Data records

- - - -

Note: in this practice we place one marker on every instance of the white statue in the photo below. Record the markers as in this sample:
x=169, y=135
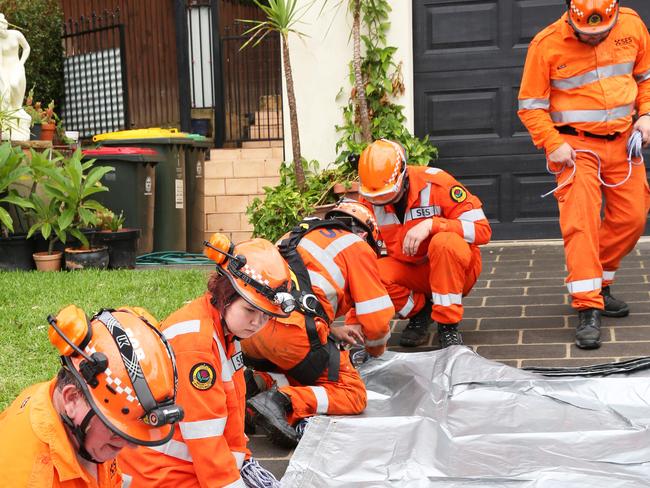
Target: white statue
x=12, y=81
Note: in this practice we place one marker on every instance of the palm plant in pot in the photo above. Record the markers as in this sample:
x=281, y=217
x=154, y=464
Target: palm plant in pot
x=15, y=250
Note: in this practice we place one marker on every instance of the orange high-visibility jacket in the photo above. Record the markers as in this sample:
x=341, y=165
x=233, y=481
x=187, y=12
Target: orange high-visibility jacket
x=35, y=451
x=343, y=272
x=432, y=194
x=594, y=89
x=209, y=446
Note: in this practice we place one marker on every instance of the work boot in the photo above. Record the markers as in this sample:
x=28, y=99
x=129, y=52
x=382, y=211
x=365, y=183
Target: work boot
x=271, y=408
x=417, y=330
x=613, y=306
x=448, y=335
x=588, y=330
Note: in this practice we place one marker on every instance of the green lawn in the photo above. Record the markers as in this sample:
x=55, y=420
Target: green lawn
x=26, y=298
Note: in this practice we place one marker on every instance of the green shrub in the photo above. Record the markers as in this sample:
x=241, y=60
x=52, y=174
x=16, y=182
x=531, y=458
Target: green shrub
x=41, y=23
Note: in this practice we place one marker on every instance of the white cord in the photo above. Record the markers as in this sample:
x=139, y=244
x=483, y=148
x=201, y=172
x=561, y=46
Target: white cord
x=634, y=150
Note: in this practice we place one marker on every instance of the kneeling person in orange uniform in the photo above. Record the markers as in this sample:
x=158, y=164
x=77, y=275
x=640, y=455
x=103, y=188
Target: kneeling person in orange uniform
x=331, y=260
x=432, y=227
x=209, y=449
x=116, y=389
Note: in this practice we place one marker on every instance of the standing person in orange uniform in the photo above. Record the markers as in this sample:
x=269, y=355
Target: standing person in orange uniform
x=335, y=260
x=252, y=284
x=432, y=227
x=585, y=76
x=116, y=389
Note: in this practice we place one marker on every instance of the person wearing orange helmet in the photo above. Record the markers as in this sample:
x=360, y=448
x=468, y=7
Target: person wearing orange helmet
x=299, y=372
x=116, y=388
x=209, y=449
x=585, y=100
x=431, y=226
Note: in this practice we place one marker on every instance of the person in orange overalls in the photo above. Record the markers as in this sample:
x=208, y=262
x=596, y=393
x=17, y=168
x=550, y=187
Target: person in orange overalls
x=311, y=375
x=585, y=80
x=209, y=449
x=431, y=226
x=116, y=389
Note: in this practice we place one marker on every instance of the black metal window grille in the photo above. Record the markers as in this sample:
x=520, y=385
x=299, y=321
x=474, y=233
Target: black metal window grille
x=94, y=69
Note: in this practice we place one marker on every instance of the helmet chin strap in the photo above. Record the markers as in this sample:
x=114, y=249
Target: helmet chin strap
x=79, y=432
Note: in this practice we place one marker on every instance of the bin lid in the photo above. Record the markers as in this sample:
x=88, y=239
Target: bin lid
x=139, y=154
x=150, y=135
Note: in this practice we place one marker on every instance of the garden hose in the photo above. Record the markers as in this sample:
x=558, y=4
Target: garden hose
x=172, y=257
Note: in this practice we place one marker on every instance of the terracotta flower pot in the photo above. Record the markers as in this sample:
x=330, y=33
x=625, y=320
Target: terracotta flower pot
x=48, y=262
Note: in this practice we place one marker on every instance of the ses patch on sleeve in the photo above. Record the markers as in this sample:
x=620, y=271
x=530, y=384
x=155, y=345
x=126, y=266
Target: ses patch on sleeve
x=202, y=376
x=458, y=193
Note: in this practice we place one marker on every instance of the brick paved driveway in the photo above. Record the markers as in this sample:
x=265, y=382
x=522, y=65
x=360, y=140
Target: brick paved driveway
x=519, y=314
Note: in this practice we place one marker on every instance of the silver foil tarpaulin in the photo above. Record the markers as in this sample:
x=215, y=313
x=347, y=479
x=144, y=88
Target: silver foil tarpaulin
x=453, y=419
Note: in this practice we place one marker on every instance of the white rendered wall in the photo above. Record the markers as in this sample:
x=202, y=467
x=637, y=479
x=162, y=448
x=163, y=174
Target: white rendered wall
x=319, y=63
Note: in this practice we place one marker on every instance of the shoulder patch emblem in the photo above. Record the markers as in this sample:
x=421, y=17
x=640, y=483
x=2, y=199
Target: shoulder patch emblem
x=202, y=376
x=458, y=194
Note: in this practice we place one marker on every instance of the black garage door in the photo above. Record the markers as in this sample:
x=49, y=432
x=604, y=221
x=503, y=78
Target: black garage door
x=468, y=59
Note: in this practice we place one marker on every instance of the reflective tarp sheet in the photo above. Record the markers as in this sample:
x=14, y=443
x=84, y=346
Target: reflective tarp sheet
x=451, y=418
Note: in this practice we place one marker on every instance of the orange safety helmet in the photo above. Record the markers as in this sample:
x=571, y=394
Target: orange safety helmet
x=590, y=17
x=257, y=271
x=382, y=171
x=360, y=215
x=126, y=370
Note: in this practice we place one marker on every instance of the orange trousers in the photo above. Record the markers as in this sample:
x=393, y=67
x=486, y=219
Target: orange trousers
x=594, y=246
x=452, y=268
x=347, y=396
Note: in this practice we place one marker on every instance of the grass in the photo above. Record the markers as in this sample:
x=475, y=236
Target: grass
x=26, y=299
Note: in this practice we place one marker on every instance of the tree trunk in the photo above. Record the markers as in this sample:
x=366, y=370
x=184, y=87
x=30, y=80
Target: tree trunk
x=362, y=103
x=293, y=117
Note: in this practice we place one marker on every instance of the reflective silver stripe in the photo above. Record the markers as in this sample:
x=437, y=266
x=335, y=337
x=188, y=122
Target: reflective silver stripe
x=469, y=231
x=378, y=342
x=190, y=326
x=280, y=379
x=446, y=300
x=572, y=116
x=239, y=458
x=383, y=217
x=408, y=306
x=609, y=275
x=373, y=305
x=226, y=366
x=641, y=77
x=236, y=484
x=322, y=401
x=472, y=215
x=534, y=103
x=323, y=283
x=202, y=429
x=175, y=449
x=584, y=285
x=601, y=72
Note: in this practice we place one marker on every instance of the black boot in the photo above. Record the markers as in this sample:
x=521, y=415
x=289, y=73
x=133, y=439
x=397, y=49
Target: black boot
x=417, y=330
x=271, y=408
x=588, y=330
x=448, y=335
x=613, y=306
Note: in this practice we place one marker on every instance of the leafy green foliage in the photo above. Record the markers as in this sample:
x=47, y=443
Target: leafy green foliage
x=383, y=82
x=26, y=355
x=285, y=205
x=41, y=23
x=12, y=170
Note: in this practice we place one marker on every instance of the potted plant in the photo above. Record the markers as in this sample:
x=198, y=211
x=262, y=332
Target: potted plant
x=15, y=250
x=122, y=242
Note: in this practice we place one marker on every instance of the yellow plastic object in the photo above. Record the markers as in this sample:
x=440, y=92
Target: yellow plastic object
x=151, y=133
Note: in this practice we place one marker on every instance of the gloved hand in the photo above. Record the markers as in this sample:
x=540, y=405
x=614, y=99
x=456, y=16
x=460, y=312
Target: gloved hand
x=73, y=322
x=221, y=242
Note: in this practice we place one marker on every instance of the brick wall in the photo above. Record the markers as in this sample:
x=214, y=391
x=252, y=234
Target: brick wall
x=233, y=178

- - - -

Reproduce all of the items above word for word, leaving out the pictures.

- Output for this task -
Note: in this practice we place one marker on every instance of the white statue in the photo below. Record the markers as in this sample:
x=169, y=135
Target: white statue
x=12, y=81
Note: in this practice we place one marker on every instance of the palm plant in pot in the photo above. Record the markers as in this sample:
x=281, y=217
x=154, y=464
Target: palm plant in pot
x=15, y=250
Note: in this practice we place one marker on every instance of the orange high-visibility jacket in the photo above. Record the markers as in this sample:
x=341, y=165
x=233, y=481
x=187, y=12
Target: orange high-visibility jacket
x=35, y=451
x=343, y=272
x=432, y=194
x=594, y=89
x=209, y=446
Note: in this practice we place one marker on every instance of the work boot in the photo above. Record the markers as in this sample:
x=28, y=99
x=129, y=52
x=382, y=211
x=365, y=183
Target: work boot
x=271, y=408
x=417, y=330
x=613, y=306
x=448, y=335
x=588, y=330
Note: in this practice we place one marker on every instance of the green lawn in the photo above. Record the markers as in this sample:
x=55, y=420
Target: green lawn
x=26, y=298
Note: in this practice we place one marker on every instance of the green shrub in the photo above. Record the markers as in this sample:
x=241, y=60
x=52, y=174
x=16, y=182
x=531, y=458
Target: green shrub
x=41, y=23
Note: in this practice we place one marker on every instance of the white cord in the photo above. Record the markers as in this sample:
x=139, y=244
x=483, y=148
x=201, y=172
x=561, y=46
Target: white cord
x=634, y=150
Note: in this practice we place one marker on every instance of the kneeling person in orange uniform in the photo above. Record the markers as in this sample:
x=158, y=164
x=77, y=275
x=640, y=455
x=103, y=188
Target: kneeling person in orange uniform
x=331, y=260
x=432, y=227
x=209, y=449
x=116, y=389
Note: in this practice we place one marker on every instance of the standing person in orange uniform in the photo above. Record the markers as in this sample:
x=269, y=355
Target: standing person in orange uniform
x=335, y=260
x=252, y=284
x=432, y=227
x=585, y=76
x=116, y=389
Note: in this practice we place one marker on every instance of the person wearing orange helmet in the photo above. Record the markers as in this sample:
x=360, y=448
x=468, y=7
Target: person wearing orange helmet
x=299, y=372
x=116, y=388
x=209, y=449
x=585, y=100
x=431, y=226
Note: in this practice we place one marker on every instance of the person in orange overalls in the photo above. Record the markers as in this sample:
x=208, y=262
x=596, y=393
x=17, y=168
x=550, y=187
Target: person in orange overalls
x=311, y=375
x=585, y=80
x=209, y=449
x=431, y=226
x=116, y=389
Note: in this practice we place one marker on every instance of the black metal window grille in the photo above. Record the markers as in this sample:
x=520, y=385
x=299, y=321
x=474, y=233
Target: black metal window grille
x=94, y=69
Note: in this practice we place one marker on every instance of the helmet chin strap in the photo above. Record the markers as in this sample:
x=114, y=249
Target: helmet chin strap
x=79, y=432
Note: in this practice we place one marker on every instance of the bin lid in the photo above. Record the markers as in this sample:
x=88, y=239
Target: bin lid
x=139, y=154
x=150, y=135
Note: in this practice we place one marker on every instance of the garden hose in the photo above. Record the markers as in this sample:
x=558, y=4
Target: garden hose
x=172, y=257
Note: in this practice we place one marker on every instance of the terracotta flower pot in the photo above. Record the markers as in this sample:
x=330, y=33
x=625, y=320
Target: terracotta flower pot
x=48, y=262
Note: in this practice we place one marker on every instance of the ses patch on sleeve in the photo above. Record the markers as in this sample:
x=620, y=271
x=530, y=384
x=155, y=345
x=126, y=266
Target: ses patch on sleeve
x=202, y=376
x=458, y=193
Note: in this practice we place one marker on every instance of the brick paved driveway in the photo above. Record the markers as in this sample:
x=265, y=382
x=522, y=65
x=360, y=140
Target: brick paved driveway
x=519, y=314
Note: in this practice we place one marker on every instance of the silver foil tarpaulin in the photo above. Record the markers as in this sample:
x=215, y=313
x=347, y=479
x=144, y=88
Target: silver foil tarpaulin
x=453, y=419
Note: in this practice we place one marker on every instance of the white rendered wall in the photo above. Record the markers as in this sample:
x=202, y=467
x=637, y=479
x=162, y=448
x=163, y=174
Target: white rendered wall
x=319, y=63
Note: in this practice we place one marker on every instance of the shoulder patch emblem in the photo above. Record the markers as in this sample:
x=421, y=17
x=640, y=483
x=2, y=199
Target: shoulder patch emblem
x=202, y=376
x=458, y=194
Note: in this practice we place one marker on every instance of the black garage door in the photo above. Record the markers as in this sample:
x=49, y=432
x=604, y=221
x=503, y=78
Target: black garage door
x=468, y=59
Note: in this practice we place one marker on every instance of the reflective tarp sheet in the photo above. Record the markers as in this sample:
x=14, y=443
x=84, y=346
Target: reflective tarp sheet
x=451, y=418
Note: in this practice we place one marker on every instance of the orange safety helmet in the photo above. Record the markers as in this sample:
x=571, y=394
Target: orange safety helmet
x=590, y=17
x=257, y=271
x=382, y=171
x=360, y=215
x=126, y=370
Note: in this practice we place one marker on every instance of the orange trousers in the photo above. Record the markers as in this sample:
x=393, y=67
x=486, y=219
Target: orange trousers
x=594, y=246
x=452, y=268
x=347, y=396
Note: in this practice we place one marker on every instance of the grass in the photo above. Record the markers as in this sample:
x=475, y=236
Target: grass
x=26, y=299
Note: in this practice we place one marker on every instance of the tree trunk in the photo above. Record the markers as in this sample:
x=366, y=370
x=184, y=87
x=30, y=80
Target: tree trunk
x=362, y=103
x=293, y=117
Note: in this practice we place one marker on every instance of the reflective silver stripe in the photo above. Record the markers as in this sample:
x=437, y=266
x=335, y=337
x=188, y=122
Target: reflective silver stripe
x=469, y=231
x=378, y=342
x=190, y=326
x=280, y=379
x=446, y=300
x=572, y=116
x=239, y=458
x=383, y=217
x=408, y=306
x=609, y=275
x=373, y=305
x=226, y=366
x=641, y=77
x=236, y=484
x=322, y=401
x=472, y=215
x=534, y=103
x=323, y=283
x=202, y=429
x=175, y=449
x=584, y=285
x=601, y=72
Note: in this practice we place one marker on every instance of the black boot in the photo above. Record the markers as in this sample:
x=521, y=415
x=289, y=73
x=133, y=439
x=397, y=49
Target: black boot
x=417, y=330
x=271, y=408
x=588, y=330
x=448, y=335
x=613, y=306
Note: in this practice we place one marker on every instance of the leafy green foliage in the photo above. Record the markers as in this sample:
x=47, y=443
Target: leafy green foliage
x=383, y=82
x=26, y=355
x=285, y=205
x=41, y=23
x=12, y=170
Note: in this practice we place one marker on every instance of the potted plant in the photo above. Record the markers as in this sample:
x=198, y=211
x=262, y=332
Target: potted plant
x=15, y=250
x=122, y=242
Note: in this practice we place one marker on every instance of the yellow plastic object in the photo above. Record the markers as in this sample:
x=440, y=92
Target: yellow plastic object
x=151, y=133
Note: in this practice we place one marker on every instance of the gloved hand in the photo above. Record the markers as in this sample:
x=540, y=405
x=614, y=99
x=456, y=16
x=460, y=312
Target: gloved hand
x=73, y=322
x=221, y=242
Note: in this practice we place one marker on every instance of the brick wall in the photo above. Record the markers as in this sample:
x=214, y=391
x=252, y=234
Target: brick wall
x=233, y=178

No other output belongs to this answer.